## Written instruction
Write out only the rows below, everything from the line containing "Could you point at the tongue" down to the line containing "<point>241,446</point>", requests included. Add 107 to every coordinate in the answers.

** begin Data listing **

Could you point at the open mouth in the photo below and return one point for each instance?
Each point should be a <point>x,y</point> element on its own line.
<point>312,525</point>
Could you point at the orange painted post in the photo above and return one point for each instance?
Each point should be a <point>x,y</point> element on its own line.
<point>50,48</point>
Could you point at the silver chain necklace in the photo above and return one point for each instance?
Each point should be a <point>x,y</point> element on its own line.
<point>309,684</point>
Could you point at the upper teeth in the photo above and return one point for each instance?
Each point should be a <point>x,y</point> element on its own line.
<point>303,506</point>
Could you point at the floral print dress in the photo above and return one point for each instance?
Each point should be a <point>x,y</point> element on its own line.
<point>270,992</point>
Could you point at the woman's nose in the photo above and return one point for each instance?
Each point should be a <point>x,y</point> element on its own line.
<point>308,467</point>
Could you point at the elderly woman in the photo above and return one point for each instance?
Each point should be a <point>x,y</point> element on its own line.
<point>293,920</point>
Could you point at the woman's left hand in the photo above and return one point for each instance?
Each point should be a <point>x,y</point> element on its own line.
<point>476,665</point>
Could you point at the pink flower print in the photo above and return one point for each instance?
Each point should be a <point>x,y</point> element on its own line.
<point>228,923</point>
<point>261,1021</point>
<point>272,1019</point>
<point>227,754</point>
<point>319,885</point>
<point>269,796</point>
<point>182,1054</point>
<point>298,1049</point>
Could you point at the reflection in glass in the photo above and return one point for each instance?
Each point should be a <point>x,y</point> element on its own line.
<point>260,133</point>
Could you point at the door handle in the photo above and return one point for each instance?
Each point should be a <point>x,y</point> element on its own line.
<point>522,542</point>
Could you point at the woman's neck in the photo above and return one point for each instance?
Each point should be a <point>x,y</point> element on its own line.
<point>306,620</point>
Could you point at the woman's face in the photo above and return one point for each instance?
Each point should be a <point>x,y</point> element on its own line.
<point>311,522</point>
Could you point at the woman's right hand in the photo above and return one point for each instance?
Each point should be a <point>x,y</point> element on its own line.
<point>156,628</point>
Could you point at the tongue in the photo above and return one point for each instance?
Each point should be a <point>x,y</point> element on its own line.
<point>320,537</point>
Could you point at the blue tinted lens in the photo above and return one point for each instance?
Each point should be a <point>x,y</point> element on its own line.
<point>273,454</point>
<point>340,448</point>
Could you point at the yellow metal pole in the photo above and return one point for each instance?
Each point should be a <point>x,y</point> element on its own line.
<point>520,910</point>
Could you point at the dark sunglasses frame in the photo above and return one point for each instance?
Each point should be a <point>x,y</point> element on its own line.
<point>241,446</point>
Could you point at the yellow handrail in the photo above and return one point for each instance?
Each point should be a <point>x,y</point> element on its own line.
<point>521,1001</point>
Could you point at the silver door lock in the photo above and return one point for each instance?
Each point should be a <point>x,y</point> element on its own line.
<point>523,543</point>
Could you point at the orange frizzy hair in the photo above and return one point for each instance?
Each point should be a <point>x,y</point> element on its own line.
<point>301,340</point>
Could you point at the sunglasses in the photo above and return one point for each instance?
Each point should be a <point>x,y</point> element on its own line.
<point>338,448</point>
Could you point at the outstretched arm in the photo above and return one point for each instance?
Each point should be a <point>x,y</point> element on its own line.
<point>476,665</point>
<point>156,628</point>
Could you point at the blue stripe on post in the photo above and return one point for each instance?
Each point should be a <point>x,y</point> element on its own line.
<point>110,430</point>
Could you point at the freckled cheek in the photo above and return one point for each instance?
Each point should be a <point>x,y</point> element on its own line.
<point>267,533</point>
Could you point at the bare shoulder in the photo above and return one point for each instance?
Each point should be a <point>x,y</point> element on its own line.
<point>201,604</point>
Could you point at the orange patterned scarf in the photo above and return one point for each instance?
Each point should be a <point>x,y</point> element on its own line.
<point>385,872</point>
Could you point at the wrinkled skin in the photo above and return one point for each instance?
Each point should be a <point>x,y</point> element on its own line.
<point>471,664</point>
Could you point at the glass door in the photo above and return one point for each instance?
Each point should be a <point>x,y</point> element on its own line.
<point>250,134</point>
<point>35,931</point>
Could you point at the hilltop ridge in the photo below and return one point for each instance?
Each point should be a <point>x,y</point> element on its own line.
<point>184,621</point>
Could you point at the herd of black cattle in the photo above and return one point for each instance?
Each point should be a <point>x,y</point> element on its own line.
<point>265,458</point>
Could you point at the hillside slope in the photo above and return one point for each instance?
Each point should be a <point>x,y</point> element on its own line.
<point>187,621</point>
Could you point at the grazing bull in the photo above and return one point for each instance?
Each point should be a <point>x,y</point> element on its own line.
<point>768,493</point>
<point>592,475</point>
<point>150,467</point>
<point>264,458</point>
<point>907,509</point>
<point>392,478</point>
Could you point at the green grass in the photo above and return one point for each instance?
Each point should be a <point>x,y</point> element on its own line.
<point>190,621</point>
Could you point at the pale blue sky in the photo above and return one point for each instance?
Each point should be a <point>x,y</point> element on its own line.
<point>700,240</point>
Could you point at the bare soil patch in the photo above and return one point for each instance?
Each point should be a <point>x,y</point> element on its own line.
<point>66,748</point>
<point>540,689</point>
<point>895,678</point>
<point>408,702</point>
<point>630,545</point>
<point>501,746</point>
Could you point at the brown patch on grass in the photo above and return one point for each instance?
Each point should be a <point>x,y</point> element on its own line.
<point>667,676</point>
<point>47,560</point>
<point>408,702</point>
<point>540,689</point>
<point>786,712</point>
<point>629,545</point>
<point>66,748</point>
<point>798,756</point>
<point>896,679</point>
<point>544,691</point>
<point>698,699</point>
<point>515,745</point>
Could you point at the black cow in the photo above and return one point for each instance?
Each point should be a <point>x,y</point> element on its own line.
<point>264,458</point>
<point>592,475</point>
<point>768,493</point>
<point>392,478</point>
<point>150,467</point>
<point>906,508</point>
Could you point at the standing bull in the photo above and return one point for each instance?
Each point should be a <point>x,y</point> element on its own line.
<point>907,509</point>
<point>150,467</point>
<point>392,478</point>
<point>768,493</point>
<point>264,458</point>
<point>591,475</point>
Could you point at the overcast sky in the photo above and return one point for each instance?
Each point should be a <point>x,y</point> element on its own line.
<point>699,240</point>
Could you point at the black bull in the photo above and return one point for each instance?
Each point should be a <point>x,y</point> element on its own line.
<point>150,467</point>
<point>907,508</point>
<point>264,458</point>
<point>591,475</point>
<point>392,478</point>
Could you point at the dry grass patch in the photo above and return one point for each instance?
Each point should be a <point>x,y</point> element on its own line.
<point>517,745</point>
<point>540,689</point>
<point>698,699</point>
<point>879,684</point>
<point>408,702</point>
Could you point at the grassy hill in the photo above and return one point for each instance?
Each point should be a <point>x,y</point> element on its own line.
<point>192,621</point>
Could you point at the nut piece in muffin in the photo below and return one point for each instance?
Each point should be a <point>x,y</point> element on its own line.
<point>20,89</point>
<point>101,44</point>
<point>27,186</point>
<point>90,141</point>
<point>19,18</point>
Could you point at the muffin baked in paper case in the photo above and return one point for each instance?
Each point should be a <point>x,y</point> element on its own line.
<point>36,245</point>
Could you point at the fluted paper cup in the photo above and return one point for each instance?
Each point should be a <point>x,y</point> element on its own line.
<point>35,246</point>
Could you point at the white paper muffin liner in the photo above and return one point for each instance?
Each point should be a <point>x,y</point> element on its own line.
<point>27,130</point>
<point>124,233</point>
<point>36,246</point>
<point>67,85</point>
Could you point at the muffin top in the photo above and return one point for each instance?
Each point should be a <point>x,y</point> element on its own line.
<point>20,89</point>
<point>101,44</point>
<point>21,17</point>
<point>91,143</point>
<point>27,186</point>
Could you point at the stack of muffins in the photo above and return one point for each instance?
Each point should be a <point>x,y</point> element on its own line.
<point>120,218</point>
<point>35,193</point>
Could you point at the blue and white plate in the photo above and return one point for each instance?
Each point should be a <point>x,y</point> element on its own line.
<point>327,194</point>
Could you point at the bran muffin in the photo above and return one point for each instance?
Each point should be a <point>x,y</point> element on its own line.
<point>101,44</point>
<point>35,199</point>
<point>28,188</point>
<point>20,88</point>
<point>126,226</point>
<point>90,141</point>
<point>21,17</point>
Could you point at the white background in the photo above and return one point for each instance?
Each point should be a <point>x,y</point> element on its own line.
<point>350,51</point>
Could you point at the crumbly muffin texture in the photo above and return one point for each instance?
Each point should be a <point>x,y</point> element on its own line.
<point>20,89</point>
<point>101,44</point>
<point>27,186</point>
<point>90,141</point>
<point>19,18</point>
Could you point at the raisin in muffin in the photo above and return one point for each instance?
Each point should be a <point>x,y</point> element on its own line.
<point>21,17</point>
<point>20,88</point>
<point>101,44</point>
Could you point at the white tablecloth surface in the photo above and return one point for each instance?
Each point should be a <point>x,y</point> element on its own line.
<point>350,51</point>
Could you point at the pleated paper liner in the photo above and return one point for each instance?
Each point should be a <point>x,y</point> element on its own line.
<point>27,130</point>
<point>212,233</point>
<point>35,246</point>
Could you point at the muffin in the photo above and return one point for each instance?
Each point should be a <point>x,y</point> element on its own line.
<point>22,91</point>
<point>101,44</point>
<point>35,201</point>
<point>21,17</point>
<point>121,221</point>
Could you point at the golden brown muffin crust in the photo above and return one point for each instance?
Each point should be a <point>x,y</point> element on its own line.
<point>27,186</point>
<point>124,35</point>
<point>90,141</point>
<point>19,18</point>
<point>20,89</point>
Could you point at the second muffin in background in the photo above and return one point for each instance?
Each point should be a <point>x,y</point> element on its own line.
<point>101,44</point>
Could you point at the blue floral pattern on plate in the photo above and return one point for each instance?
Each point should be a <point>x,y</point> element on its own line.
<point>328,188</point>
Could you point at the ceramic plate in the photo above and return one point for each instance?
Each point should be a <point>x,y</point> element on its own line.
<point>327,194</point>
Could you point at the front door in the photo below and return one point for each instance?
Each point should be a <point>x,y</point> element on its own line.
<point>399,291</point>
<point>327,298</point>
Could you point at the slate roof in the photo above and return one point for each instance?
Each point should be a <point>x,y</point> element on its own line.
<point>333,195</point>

** end Data listing **

## Solution
Could you point at the tongue in the photo above and return one point for each instance?
Each point should be a <point>x,y</point> element on its own line.
<point>427,644</point>
Could you point at the blue tinted lens in the photo above and return one point for each instance?
Each point should be a <point>x,y</point> element on its own line.
<point>380,561</point>
<point>447,555</point>
Could you point at the yellow metal pole in the photo above and return one point for each instance?
Each point should be a <point>x,y</point> element on its own line.
<point>627,1017</point>
Could you point at the dark sunglasses frame in the photo above and return one point for each instance?
Each point should be a <point>x,y</point> element on its own line.
<point>348,553</point>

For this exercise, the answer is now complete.